▸ **DATA RECORDS**:
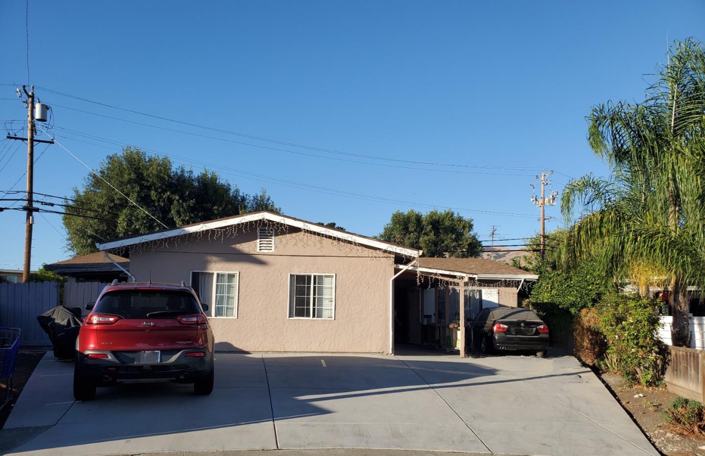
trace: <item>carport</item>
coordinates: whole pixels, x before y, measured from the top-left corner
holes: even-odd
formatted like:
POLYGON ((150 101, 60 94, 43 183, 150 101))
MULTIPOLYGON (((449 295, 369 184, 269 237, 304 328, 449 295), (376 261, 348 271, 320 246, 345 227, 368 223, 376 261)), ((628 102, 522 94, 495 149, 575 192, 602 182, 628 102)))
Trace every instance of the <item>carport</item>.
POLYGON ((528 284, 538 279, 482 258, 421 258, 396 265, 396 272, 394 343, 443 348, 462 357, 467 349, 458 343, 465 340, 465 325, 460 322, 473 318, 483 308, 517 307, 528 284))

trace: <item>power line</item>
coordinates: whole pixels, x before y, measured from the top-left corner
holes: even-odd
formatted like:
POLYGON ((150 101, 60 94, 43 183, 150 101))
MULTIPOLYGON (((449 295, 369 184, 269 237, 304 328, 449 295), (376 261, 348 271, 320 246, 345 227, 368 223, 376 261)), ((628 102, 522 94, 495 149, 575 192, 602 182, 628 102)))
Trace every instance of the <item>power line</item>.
---
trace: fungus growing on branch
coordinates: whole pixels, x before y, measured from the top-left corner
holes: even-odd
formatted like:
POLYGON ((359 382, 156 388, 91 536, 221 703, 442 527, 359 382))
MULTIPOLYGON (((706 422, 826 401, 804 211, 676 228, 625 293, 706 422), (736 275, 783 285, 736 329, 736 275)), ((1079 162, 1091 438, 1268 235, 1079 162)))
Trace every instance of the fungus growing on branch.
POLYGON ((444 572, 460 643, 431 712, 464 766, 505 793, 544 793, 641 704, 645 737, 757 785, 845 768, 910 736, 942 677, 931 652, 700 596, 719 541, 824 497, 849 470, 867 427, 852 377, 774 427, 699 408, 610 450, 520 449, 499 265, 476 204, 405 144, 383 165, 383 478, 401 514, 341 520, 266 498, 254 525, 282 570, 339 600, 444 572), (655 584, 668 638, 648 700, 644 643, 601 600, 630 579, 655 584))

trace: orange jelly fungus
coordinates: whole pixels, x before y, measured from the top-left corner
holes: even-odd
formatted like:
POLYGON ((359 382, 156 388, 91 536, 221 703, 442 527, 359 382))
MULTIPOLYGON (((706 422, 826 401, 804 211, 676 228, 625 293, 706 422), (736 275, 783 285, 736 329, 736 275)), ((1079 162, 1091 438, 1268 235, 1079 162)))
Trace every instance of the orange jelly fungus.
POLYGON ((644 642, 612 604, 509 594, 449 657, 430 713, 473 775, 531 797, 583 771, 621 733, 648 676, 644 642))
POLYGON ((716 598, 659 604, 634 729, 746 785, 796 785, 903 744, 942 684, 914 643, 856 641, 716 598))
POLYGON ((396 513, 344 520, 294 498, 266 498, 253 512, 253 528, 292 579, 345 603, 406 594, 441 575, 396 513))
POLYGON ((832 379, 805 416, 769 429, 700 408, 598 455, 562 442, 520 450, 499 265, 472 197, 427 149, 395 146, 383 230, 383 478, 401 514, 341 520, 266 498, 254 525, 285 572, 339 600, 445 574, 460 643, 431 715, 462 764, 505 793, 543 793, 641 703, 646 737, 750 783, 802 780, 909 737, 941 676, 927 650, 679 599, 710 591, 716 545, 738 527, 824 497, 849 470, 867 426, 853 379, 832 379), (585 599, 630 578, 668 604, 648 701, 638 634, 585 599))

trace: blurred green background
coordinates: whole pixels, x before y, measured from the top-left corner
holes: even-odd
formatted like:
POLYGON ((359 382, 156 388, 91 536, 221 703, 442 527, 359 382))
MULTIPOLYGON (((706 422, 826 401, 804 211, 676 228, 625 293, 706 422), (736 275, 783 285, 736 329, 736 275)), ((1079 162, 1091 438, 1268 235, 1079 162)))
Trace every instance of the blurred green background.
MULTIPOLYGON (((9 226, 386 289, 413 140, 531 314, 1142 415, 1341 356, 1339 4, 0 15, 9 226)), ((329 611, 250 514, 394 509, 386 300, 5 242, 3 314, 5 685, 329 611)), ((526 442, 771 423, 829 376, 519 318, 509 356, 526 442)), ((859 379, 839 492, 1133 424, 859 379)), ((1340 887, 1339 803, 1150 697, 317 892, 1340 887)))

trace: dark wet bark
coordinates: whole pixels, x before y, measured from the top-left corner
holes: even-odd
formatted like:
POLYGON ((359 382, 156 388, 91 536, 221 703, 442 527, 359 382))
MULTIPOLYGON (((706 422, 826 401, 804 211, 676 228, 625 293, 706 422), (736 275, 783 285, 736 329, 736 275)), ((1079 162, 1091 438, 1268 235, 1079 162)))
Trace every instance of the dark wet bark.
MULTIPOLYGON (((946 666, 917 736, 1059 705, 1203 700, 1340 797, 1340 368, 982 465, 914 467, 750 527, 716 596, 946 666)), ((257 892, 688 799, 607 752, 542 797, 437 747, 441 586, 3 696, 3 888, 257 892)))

▸ **TASK TO CARRY OUT**: Can you print, unchanged, everything in the material from the line containing "trace: <item>power line</item>" down to the line containing "Trace every instance of the <item>power", both of those lines included?

▸ **SOLVED EXERCISE**:
trace: <item>power line</item>
coordinates: whole pixels, x before y, measured from the top-left corner
holes: even-odd
formatted like:
POLYGON ((150 101, 60 94, 43 183, 150 101))
MULTIPOLYGON (((449 295, 369 184, 269 237, 304 328, 449 295), (376 261, 348 271, 320 246, 345 227, 368 223, 376 261)), ((628 102, 522 94, 495 149, 575 192, 602 182, 628 102)))
Trace every instance of the <item>power line</item>.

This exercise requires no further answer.